#### [Provided data]
++++++++++++++++++++

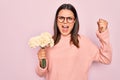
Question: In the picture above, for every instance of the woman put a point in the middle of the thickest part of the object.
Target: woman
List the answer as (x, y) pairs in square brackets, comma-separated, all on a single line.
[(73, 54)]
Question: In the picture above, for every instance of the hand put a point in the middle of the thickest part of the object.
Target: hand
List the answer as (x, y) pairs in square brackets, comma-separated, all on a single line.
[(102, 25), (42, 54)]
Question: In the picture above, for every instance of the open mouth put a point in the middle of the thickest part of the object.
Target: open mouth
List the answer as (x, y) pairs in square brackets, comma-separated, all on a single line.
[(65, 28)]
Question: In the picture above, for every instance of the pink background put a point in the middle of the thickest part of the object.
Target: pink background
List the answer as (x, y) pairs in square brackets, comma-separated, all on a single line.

++++++++++++++++++++

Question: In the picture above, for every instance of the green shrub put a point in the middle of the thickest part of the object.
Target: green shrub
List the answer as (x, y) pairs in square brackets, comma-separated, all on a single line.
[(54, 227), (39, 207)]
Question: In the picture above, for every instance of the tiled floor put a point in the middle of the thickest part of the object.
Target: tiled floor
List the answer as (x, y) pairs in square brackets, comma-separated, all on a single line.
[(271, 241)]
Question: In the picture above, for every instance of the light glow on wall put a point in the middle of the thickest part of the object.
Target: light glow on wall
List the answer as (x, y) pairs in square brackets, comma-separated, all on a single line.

++++++++++++++++++++

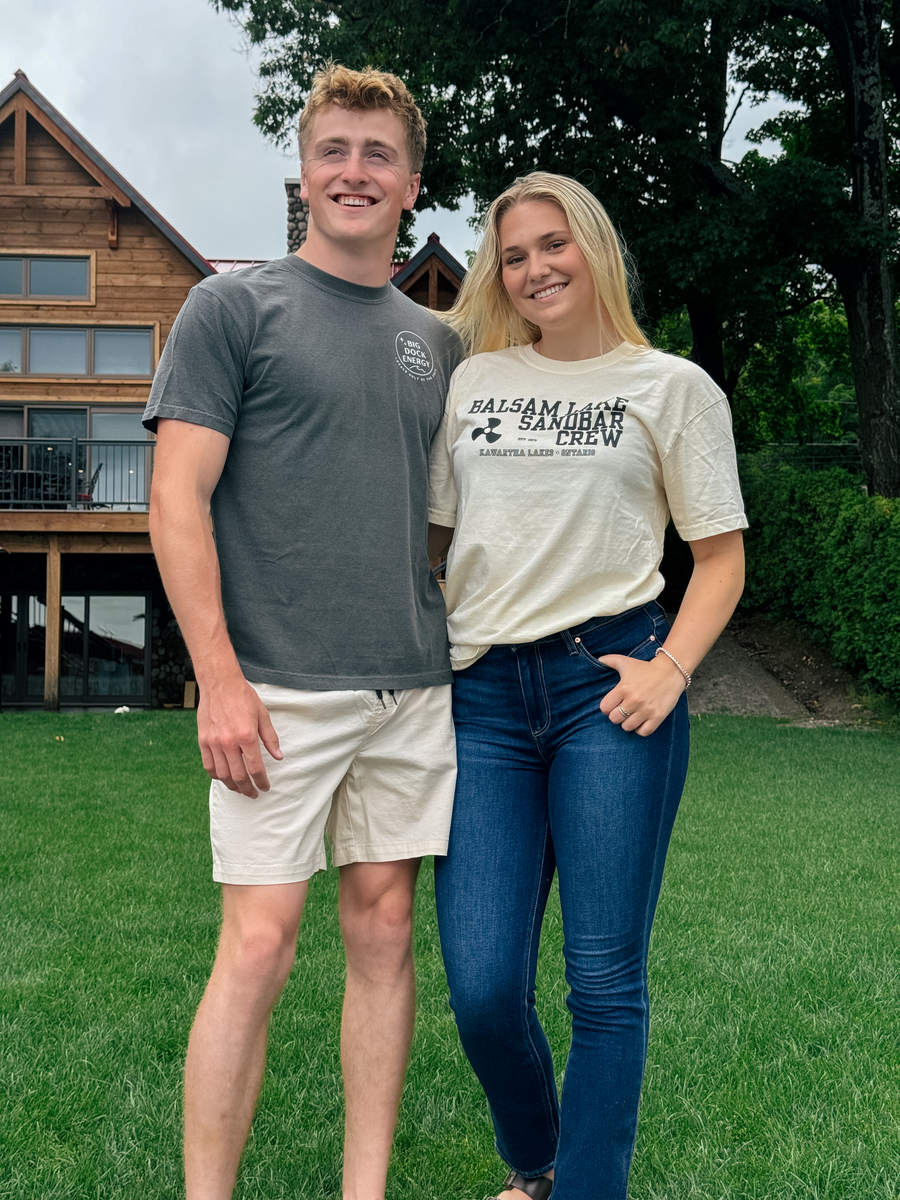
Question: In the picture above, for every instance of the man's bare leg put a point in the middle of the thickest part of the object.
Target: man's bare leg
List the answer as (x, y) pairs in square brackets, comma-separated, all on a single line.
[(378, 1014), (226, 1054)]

++++++++++++++++++++

#### [Written exercise]
Quote the rows from the line containing "Question: In the picture above, for every instance of the tiled" up to and including the line containing "[(271, 241)]", with nothing else.

#### [Answer in full]
Question: In the picture above, for every instance of the tiled floor put a point in the middle of the thickest part of the object.
Target: tiled floor
List the answer as (x, y) pairs in square brackets, comma-separated, all on a single line.
[(271, 241)]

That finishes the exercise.